Provided entries
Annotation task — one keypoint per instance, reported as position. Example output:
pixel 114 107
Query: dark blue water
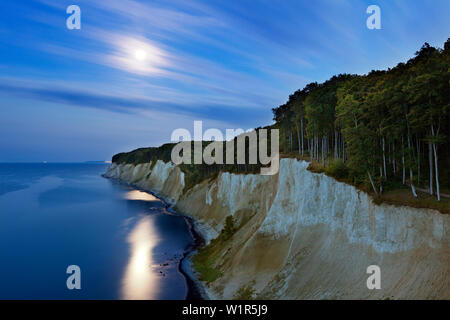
pixel 125 242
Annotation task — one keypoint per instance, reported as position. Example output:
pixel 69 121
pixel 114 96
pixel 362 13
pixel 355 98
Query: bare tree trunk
pixel 436 165
pixel 290 139
pixel 403 162
pixel 413 189
pixel 394 160
pixel 323 151
pixel 373 185
pixel 343 149
pixel 418 160
pixel 430 163
pixel 301 125
pixel 384 160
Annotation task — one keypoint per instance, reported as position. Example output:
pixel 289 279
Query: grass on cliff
pixel 205 259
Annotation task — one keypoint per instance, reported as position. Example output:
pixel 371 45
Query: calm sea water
pixel 54 215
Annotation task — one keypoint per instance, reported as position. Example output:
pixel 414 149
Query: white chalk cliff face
pixel 306 236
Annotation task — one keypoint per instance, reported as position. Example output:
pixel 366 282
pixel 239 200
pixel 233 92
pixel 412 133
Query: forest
pixel 383 129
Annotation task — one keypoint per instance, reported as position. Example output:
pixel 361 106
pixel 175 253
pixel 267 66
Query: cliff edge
pixel 301 235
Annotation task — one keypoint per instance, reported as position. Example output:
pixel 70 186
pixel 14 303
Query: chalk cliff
pixel 303 235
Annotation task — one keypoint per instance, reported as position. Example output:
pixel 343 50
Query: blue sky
pixel 137 70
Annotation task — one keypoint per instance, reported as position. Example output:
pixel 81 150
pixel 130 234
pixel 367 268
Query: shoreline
pixel 195 289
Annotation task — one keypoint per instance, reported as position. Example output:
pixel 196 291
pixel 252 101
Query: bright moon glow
pixel 140 55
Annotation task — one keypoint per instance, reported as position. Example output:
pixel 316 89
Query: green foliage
pixel 338 169
pixel 205 259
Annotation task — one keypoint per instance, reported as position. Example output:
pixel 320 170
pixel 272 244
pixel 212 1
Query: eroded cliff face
pixel 306 236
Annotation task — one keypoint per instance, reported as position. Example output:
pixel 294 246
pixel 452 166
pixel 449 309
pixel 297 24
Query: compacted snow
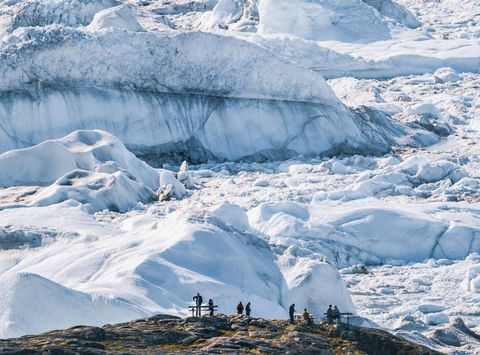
pixel 334 148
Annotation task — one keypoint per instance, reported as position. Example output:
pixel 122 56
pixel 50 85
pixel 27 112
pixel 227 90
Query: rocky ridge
pixel 164 334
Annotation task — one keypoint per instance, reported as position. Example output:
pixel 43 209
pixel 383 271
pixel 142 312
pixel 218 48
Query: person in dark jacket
pixel 291 312
pixel 248 309
pixel 240 309
pixel 330 315
pixel 336 314
pixel 307 317
pixel 210 307
pixel 198 303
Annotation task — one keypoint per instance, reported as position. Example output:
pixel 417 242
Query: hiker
pixel 248 309
pixel 198 302
pixel 210 307
pixel 330 315
pixel 306 316
pixel 240 309
pixel 291 312
pixel 336 314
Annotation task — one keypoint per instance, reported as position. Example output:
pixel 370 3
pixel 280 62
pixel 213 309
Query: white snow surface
pixel 231 80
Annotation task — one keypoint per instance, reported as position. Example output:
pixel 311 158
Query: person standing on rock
pixel 240 309
pixel 198 302
pixel 248 309
pixel 291 312
pixel 307 317
pixel 330 314
pixel 336 314
pixel 210 307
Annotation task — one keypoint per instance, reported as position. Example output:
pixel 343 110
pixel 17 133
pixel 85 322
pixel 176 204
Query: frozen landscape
pixel 332 151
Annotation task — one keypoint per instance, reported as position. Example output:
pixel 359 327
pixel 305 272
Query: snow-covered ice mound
pixel 32 304
pixel 371 231
pixel 93 151
pixel 341 20
pixel 156 265
pixel 172 93
pixel 91 167
pixel 416 176
pixel 120 17
pixel 31 13
pixel 395 11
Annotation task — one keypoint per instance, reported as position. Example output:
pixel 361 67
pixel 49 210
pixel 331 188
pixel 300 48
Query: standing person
pixel 291 312
pixel 240 309
pixel 198 303
pixel 248 309
pixel 330 315
pixel 210 307
pixel 336 314
pixel 307 317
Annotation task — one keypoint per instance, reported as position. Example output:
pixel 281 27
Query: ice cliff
pixel 168 95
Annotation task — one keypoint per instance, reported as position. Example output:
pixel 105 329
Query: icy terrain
pixel 365 191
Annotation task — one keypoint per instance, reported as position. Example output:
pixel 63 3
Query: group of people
pixel 198 300
pixel 332 314
pixel 240 308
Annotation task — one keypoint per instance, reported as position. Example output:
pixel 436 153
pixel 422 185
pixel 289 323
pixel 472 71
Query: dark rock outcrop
pixel 164 334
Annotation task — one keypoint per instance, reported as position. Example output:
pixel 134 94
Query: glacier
pixel 332 152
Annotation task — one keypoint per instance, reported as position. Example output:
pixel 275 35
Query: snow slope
pixel 344 20
pixel 32 304
pixel 155 265
pixel 174 95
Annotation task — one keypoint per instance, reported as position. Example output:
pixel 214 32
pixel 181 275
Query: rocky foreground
pixel 163 334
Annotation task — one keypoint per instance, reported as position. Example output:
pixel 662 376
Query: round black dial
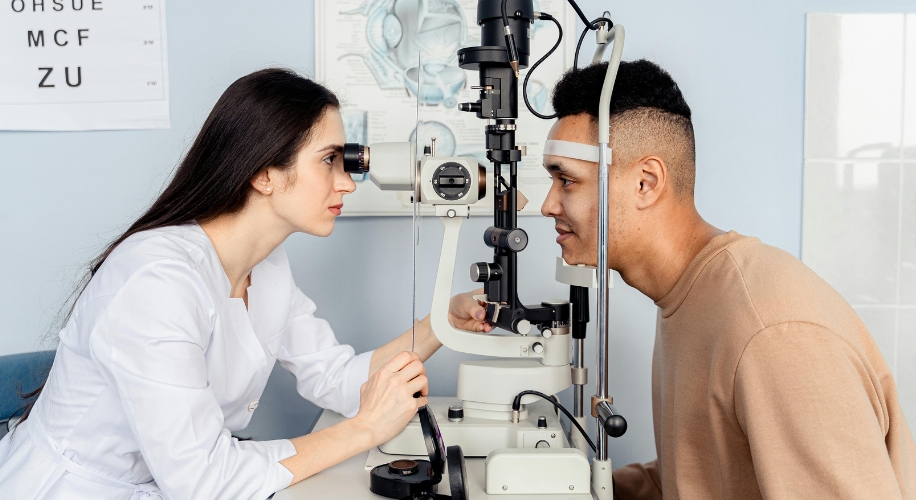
pixel 451 181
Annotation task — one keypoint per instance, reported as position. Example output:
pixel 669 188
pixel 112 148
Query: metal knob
pixel 482 272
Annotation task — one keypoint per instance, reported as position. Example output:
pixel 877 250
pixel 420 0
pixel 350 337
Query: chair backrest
pixel 21 373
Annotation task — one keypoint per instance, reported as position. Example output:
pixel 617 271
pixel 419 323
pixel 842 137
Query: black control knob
pixel 482 272
pixel 455 413
pixel 615 426
pixel 356 158
pixel 513 239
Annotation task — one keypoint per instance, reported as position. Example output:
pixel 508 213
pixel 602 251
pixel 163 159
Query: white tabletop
pixel 349 480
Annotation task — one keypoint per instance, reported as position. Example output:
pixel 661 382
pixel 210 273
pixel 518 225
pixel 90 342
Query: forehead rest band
pixel 575 150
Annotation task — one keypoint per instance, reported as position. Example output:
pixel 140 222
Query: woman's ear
pixel 653 178
pixel 262 182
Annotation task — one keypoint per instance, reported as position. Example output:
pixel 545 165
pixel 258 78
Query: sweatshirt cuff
pixel 278 477
pixel 357 375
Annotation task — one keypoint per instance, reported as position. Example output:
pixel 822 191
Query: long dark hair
pixel 260 121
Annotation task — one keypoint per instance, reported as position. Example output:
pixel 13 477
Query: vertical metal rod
pixel 602 333
pixel 579 390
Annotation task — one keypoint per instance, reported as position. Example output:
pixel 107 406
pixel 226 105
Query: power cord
pixel 517 404
pixel 589 27
pixel 546 17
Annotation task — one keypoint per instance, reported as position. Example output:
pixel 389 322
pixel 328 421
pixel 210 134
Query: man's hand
pixel 468 314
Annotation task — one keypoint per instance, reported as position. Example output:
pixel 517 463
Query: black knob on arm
pixel 482 272
pixel 614 424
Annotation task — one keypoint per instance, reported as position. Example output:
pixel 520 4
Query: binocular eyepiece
pixel 356 158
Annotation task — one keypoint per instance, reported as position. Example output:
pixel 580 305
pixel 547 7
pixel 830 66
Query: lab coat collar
pixel 270 291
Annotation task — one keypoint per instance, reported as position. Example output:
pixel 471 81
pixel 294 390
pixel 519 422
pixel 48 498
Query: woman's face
pixel 311 197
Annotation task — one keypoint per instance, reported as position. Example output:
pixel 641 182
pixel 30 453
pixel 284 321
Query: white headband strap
pixel 575 150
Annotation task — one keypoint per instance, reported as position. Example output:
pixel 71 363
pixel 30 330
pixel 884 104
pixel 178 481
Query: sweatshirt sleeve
pixel 638 482
pixel 150 346
pixel 814 420
pixel 327 373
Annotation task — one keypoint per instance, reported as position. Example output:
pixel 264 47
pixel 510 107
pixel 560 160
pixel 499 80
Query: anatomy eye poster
pixel 394 64
pixel 83 65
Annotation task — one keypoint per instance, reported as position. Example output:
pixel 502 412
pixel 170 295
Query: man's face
pixel 573 197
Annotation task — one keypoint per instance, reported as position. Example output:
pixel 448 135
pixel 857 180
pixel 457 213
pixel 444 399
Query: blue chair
pixel 20 373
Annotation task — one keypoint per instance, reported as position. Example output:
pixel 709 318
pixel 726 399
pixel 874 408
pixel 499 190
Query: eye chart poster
pixel 83 65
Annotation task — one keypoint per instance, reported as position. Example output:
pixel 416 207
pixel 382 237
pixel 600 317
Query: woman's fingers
pixel 419 384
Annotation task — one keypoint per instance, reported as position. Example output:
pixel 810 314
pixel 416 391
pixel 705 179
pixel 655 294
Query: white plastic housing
pixel 392 165
pixel 476 378
pixel 539 471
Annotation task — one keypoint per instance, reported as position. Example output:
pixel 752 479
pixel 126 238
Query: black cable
pixel 517 404
pixel 547 17
pixel 590 26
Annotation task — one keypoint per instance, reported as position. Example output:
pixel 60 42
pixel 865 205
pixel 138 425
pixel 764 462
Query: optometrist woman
pixel 168 347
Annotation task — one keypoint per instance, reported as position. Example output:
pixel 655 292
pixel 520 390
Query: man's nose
pixel 551 206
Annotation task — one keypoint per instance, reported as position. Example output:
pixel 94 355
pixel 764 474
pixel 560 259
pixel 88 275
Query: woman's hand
pixel 386 401
pixel 465 313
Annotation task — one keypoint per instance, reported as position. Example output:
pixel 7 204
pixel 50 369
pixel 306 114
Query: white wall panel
pixel 859 209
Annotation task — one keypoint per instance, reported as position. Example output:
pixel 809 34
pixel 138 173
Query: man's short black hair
pixel 639 84
pixel 649 115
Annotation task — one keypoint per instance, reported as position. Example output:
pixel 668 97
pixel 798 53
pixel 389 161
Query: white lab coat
pixel 156 368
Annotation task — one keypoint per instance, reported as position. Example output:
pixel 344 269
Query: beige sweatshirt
pixel 765 384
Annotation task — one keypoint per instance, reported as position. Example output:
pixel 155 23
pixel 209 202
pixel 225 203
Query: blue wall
pixel 740 65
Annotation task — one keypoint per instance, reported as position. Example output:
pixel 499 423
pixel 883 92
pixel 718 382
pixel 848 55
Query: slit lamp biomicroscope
pixel 499 412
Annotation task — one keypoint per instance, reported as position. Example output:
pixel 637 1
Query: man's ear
pixel 262 182
pixel 652 175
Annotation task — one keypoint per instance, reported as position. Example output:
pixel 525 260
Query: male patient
pixel 765 383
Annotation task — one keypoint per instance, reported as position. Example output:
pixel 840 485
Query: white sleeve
pixel 327 373
pixel 150 346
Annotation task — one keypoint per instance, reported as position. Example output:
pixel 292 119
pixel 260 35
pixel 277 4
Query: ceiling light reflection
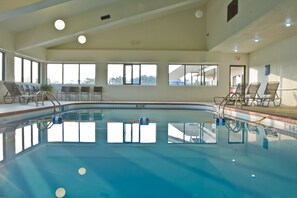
pixel 59 24
pixel 82 39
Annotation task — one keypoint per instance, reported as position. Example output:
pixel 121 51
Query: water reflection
pixel 119 132
pixel 91 126
pixel 201 133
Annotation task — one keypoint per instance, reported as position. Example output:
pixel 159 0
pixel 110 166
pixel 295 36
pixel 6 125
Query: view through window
pixel 26 70
pixel 71 73
pixel 132 74
pixel 193 75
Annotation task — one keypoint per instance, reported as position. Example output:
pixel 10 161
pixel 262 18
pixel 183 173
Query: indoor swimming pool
pixel 145 153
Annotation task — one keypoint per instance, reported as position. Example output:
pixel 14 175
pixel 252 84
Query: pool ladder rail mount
pixel 50 97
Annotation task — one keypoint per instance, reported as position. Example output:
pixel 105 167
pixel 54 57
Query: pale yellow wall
pixel 161 92
pixel 282 58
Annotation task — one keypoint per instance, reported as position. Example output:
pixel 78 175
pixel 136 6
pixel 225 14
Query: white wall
pixel 282 58
pixel 161 92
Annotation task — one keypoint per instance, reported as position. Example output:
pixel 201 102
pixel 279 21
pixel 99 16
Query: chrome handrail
pixel 236 97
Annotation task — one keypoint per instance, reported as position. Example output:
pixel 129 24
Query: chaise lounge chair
pixel 13 93
pixel 270 94
pixel 252 93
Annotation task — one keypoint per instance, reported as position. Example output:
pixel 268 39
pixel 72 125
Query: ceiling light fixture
pixel 256 40
pixel 198 14
pixel 288 22
pixel 59 24
pixel 82 39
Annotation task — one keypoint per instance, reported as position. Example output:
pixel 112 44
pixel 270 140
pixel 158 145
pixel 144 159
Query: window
pixel 193 75
pixel 71 73
pixel 132 74
pixel 1 147
pixel 26 70
pixel 1 65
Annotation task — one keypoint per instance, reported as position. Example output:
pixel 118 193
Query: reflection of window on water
pixel 201 133
pixel 119 132
pixel 72 132
pixel 26 137
pixel 1 147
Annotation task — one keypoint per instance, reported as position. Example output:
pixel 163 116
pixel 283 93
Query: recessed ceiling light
pixel 82 39
pixel 59 24
pixel 288 22
pixel 198 14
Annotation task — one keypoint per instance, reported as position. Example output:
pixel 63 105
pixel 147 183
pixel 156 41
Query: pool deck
pixel 282 113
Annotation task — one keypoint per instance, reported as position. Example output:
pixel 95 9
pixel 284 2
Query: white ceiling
pixel 24 17
pixel 269 29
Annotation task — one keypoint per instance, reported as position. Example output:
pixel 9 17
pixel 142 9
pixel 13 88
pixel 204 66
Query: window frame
pixel 79 70
pixel 2 66
pixel 22 60
pixel 138 72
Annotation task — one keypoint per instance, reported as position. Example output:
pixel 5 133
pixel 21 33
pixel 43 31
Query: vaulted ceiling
pixel 32 24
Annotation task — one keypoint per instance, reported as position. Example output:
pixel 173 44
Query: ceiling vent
pixel 105 17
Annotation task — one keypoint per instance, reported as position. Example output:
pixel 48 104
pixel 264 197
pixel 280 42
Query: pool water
pixel 176 153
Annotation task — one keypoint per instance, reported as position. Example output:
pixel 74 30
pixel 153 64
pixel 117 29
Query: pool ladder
pixel 50 97
pixel 231 97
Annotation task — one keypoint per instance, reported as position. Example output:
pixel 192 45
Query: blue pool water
pixel 176 153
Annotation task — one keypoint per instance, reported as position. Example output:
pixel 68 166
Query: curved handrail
pixel 236 97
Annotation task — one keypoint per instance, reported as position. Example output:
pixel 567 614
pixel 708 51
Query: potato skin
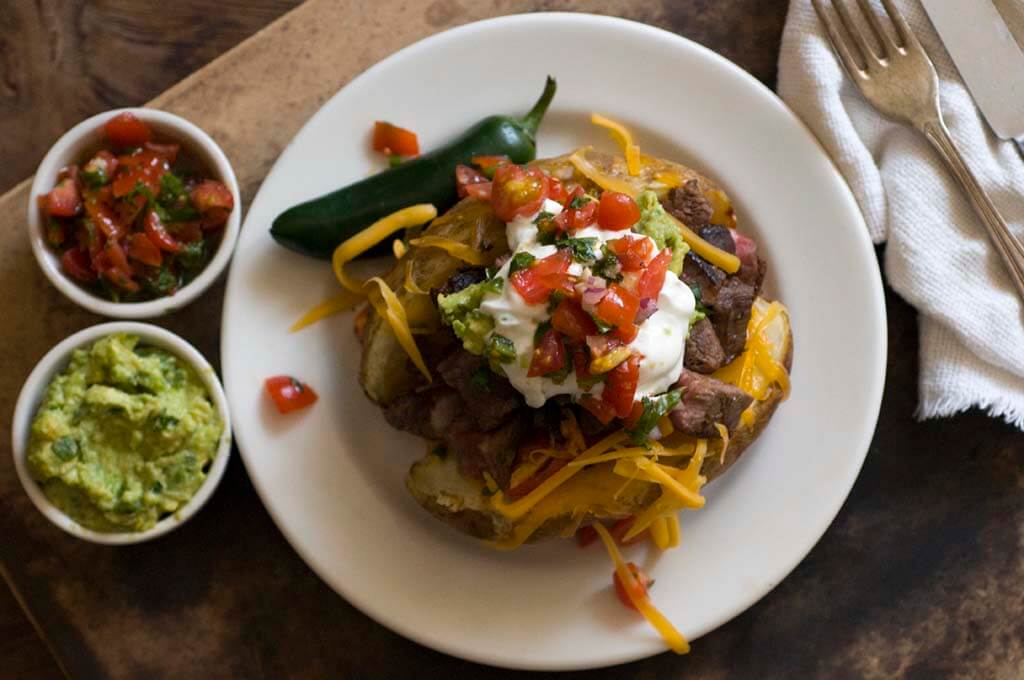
pixel 469 510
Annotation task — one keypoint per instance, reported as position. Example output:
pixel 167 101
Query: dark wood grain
pixel 62 60
pixel 920 576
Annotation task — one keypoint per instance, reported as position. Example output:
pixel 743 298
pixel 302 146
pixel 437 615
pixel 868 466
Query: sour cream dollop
pixel 660 340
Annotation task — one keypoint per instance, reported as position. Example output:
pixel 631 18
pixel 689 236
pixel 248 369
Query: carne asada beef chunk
pixel 493 452
pixel 489 397
pixel 708 400
pixel 704 350
pixel 688 204
pixel 426 414
pixel 459 281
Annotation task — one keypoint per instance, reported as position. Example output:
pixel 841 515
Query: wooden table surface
pixel 921 576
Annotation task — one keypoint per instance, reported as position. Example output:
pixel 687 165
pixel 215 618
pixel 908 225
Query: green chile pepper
pixel 317 226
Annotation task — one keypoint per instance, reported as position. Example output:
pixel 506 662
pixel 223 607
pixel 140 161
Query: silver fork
pixel 902 84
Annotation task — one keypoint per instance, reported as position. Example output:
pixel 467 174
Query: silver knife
pixel 988 58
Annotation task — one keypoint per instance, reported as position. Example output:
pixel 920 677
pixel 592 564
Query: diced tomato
pixel 143 250
pixel 465 177
pixel 158 234
pixel 144 168
pixel 550 467
pixel 480 190
pixel 64 200
pixel 652 278
pixel 569 320
pixel 393 139
pixel 517 190
pixel 536 283
pixel 622 527
pixel 126 130
pixel 580 212
pixel 586 536
pixel 601 410
pixel 557 190
pixel 102 217
pixel 549 355
pixel 621 386
pixel 619 306
pixel 617 211
pixel 643 582
pixel 633 253
pixel 289 394
pixel 168 152
pixel 76 262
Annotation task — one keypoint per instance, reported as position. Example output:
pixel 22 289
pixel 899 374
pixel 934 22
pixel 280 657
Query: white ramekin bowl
pixel 88 135
pixel 55 360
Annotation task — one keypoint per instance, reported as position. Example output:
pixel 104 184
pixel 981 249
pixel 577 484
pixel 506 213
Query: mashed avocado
pixel 124 436
pixel 657 224
pixel 461 311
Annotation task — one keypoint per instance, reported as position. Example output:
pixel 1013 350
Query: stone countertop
pixel 921 575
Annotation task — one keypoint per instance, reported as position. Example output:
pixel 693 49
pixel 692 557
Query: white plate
pixel 332 477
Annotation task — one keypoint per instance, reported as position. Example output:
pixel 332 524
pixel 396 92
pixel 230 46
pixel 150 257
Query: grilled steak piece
pixel 730 314
pixel 704 350
pixel 688 204
pixel 493 452
pixel 708 400
pixel 489 397
pixel 426 414
pixel 459 281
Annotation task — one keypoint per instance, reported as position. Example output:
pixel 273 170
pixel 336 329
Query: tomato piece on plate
pixel 643 582
pixel 289 394
pixel 549 355
pixel 155 229
pixel 76 262
pixel 393 139
pixel 621 386
pixel 617 211
pixel 517 192
pixel 652 278
pixel 126 130
pixel 569 320
pixel 64 200
pixel 143 250
pixel 633 253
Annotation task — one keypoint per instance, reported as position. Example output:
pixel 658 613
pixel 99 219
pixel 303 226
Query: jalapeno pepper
pixel 317 226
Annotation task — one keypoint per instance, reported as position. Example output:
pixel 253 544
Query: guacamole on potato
pixel 124 435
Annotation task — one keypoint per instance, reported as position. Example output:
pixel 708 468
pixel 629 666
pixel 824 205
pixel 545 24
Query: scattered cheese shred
pixel 392 310
pixel 520 507
pixel 672 637
pixel 454 248
pixel 624 138
pixel 341 302
pixel 372 236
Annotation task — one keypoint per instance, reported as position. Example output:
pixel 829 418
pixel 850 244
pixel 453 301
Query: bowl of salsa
pixel 134 213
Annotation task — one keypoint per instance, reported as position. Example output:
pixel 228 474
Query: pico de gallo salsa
pixel 138 218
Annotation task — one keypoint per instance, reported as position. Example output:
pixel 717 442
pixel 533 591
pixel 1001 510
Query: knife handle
pixel 1010 249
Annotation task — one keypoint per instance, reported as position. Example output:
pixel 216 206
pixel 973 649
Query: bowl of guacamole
pixel 121 433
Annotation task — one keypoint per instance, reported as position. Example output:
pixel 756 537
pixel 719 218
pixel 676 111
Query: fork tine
pixel 838 42
pixel 885 40
pixel 902 28
pixel 870 58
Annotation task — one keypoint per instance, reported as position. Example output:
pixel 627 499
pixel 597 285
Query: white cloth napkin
pixel 938 257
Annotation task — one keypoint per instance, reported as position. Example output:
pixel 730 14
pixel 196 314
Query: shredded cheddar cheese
pixel 624 138
pixel 390 308
pixel 672 637
pixel 372 236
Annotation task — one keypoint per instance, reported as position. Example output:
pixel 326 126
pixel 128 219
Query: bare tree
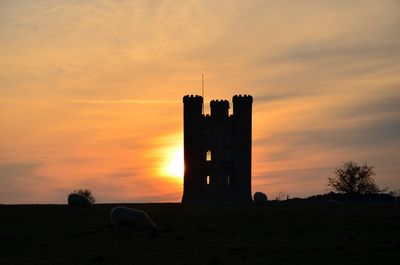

Short task
Pull out every line of the entries above that contains the word "rocky", and copy each one in full.

Final result
Query: rocky ridge
Query: rocky foreground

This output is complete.